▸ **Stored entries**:
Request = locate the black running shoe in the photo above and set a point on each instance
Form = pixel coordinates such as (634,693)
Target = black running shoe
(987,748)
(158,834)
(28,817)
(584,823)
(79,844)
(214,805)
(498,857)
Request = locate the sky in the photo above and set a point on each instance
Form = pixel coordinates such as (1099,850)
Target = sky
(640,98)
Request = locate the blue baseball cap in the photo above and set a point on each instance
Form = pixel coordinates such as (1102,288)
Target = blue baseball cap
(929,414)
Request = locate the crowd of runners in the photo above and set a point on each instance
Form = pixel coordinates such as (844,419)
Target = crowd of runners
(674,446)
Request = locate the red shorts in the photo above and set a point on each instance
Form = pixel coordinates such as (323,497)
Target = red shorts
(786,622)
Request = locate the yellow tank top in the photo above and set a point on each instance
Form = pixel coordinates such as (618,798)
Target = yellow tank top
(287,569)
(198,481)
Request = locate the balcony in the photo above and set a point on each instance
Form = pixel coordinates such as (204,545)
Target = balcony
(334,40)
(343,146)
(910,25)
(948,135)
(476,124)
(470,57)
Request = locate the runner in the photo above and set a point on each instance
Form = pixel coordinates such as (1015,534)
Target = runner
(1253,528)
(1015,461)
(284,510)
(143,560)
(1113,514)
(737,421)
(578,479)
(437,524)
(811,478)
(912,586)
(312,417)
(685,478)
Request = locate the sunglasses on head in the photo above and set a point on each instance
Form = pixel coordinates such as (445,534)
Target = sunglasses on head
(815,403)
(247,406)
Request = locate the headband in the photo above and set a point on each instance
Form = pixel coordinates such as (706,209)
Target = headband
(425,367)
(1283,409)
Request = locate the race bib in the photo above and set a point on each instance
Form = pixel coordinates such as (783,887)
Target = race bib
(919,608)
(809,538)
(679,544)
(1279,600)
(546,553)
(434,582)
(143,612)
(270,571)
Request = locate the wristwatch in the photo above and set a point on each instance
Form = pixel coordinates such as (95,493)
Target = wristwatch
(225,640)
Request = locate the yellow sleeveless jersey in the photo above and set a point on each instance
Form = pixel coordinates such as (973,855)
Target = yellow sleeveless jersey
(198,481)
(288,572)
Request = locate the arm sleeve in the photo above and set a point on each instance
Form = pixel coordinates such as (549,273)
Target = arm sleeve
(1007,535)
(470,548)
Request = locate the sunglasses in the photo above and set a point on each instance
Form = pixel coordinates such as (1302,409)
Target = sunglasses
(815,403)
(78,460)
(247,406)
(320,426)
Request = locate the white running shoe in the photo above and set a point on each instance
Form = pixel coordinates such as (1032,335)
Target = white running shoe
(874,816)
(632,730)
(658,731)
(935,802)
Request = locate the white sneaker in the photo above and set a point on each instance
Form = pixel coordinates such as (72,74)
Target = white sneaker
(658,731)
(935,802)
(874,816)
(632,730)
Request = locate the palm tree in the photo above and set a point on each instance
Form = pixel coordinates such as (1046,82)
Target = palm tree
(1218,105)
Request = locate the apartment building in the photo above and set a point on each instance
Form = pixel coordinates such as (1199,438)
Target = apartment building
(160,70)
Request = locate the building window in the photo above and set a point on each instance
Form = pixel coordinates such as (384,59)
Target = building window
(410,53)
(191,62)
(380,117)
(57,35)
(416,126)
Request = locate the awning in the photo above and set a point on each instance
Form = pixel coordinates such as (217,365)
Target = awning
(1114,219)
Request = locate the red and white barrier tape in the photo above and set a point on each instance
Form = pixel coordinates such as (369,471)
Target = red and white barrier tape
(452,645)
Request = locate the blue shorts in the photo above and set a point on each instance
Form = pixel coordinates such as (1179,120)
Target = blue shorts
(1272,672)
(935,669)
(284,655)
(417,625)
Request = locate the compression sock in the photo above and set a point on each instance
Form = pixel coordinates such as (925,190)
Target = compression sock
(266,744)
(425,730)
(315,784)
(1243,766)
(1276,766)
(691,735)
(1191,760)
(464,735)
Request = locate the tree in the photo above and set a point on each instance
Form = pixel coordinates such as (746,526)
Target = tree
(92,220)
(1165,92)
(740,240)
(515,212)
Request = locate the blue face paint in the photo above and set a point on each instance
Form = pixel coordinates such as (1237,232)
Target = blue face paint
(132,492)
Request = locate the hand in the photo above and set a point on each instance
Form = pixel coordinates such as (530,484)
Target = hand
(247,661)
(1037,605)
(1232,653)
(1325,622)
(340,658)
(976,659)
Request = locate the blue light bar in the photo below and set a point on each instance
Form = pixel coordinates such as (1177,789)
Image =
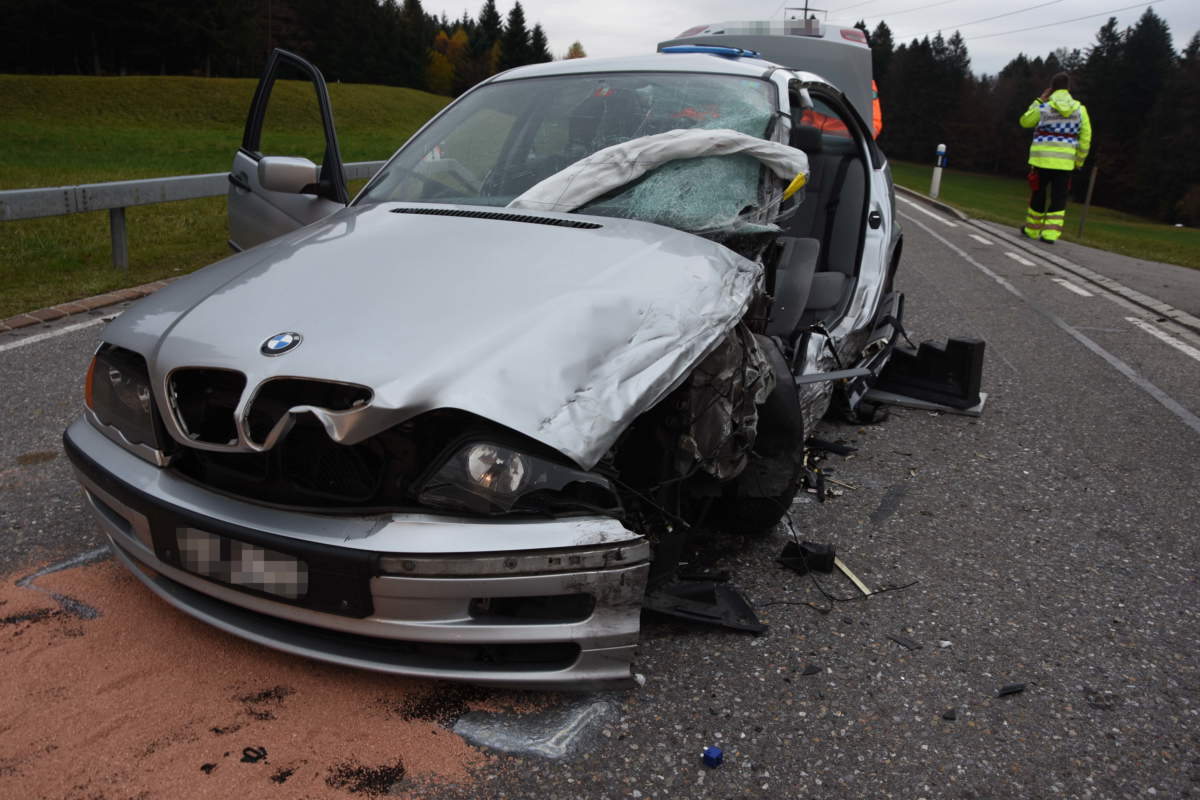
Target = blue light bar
(725,52)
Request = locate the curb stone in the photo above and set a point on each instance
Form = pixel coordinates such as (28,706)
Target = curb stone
(79,306)
(1108,284)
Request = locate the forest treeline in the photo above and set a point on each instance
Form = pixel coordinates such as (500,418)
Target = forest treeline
(358,41)
(1141,95)
(1144,96)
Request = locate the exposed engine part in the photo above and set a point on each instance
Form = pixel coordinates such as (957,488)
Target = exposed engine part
(720,403)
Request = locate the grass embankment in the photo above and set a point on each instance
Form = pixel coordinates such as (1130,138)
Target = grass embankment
(63,131)
(1005,199)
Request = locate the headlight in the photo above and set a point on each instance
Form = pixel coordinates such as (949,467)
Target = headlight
(487,477)
(118,391)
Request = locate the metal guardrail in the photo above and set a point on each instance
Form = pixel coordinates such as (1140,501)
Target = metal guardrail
(117,196)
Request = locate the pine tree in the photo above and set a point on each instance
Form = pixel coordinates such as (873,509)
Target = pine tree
(515,40)
(882,47)
(539,48)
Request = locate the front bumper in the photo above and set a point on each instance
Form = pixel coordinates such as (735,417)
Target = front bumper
(429,615)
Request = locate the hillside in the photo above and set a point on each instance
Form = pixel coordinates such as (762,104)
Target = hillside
(81,130)
(73,130)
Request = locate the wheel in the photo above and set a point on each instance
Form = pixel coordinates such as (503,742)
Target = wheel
(747,515)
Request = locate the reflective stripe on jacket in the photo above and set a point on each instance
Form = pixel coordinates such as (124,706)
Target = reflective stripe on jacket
(1062,132)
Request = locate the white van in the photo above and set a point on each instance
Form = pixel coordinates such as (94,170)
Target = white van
(840,55)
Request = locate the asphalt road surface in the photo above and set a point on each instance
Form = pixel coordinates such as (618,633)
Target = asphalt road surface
(1053,542)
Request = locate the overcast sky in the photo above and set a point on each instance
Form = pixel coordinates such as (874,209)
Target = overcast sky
(609,28)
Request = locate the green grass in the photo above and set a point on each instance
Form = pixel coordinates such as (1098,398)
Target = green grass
(1005,199)
(61,131)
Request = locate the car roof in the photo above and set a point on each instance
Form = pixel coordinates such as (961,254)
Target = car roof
(739,66)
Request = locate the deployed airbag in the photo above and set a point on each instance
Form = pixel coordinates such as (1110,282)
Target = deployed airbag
(622,163)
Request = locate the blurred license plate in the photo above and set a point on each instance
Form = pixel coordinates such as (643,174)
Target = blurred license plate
(241,565)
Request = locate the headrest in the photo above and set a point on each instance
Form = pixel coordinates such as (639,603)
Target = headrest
(807,138)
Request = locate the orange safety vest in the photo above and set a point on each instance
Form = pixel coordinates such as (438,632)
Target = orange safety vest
(876,112)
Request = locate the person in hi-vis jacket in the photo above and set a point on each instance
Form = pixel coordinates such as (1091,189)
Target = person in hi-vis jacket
(1062,134)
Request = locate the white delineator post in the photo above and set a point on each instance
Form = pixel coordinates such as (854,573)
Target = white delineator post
(936,184)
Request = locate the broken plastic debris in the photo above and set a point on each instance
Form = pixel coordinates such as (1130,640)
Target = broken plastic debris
(713,757)
(845,570)
(808,555)
(905,642)
(253,755)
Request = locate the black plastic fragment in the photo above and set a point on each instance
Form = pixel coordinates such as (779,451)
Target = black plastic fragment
(905,642)
(711,603)
(808,555)
(835,447)
(949,376)
(253,755)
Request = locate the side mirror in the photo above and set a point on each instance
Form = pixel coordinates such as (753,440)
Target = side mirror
(288,174)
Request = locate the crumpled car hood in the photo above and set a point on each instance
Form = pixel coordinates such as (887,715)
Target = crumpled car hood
(562,334)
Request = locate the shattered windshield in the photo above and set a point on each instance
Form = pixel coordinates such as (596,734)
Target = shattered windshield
(509,136)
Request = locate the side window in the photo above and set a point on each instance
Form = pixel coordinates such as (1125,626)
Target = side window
(292,121)
(835,132)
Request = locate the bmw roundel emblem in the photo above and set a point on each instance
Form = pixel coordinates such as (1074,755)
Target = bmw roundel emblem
(281,343)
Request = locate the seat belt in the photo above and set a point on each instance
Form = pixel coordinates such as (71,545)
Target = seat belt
(831,211)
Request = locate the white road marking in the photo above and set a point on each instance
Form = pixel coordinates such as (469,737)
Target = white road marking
(51,335)
(1071,287)
(1186,349)
(928,212)
(1162,397)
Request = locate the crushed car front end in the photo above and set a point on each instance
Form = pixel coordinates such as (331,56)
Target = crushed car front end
(520,602)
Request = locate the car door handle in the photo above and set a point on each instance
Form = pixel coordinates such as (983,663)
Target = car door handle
(239,180)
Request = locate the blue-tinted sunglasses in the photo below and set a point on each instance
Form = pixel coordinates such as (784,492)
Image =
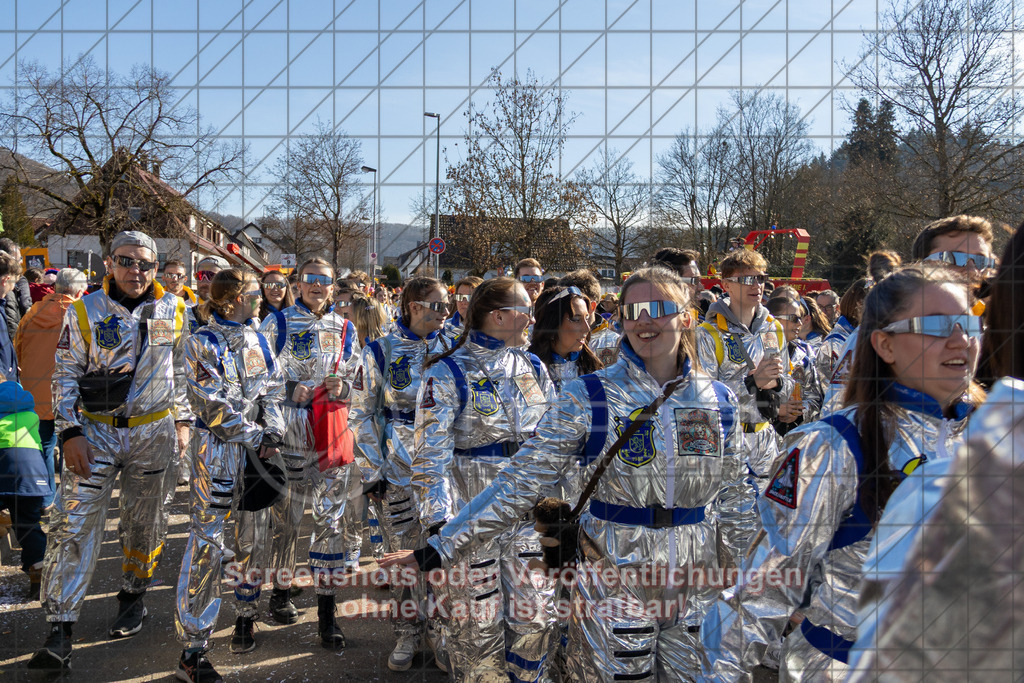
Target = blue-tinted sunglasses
(938,326)
(632,311)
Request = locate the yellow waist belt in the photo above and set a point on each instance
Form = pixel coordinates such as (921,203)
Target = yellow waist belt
(123,423)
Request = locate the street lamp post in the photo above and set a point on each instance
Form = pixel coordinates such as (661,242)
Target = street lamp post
(437,194)
(373,262)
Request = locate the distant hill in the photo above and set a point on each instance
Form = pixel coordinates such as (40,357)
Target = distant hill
(38,206)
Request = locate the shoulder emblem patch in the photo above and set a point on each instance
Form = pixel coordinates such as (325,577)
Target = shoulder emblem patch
(398,374)
(428,394)
(109,333)
(783,485)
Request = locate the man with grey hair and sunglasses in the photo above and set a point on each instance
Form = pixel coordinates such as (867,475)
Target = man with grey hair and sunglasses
(121,409)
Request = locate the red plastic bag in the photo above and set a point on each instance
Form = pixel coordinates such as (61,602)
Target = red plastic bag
(332,437)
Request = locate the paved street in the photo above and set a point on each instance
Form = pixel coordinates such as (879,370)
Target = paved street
(284,652)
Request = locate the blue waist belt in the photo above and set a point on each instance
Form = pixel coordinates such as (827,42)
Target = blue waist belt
(654,517)
(826,642)
(502,450)
(406,417)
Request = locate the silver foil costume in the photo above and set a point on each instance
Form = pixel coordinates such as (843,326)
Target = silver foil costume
(686,463)
(604,342)
(307,347)
(941,578)
(383,416)
(814,491)
(719,338)
(504,624)
(834,360)
(232,381)
(136,440)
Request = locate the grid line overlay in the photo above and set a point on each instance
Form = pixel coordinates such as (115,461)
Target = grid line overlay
(436,56)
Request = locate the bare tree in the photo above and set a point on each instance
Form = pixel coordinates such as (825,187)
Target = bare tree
(696,189)
(98,125)
(771,144)
(318,188)
(507,194)
(621,201)
(946,68)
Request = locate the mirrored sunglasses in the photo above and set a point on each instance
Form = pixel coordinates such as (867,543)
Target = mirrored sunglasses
(313,279)
(961,259)
(632,311)
(436,306)
(519,309)
(749,280)
(126,262)
(938,326)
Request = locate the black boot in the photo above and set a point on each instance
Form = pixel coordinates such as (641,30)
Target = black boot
(282,607)
(130,613)
(331,635)
(55,653)
(244,638)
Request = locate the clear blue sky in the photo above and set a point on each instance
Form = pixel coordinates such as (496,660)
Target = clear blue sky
(638,72)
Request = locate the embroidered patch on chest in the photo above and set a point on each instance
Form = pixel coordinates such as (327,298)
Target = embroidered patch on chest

▸ **EXERCISE REQUIREMENTS**: Check each line of the data above for the string "embroidered", and copy the ones that have it.

▸ **PROBLEM SOLUTION**:
Request = locate the embroidered patch on chest in the photo above and set a point on each instance
Target = embroidered patch on chest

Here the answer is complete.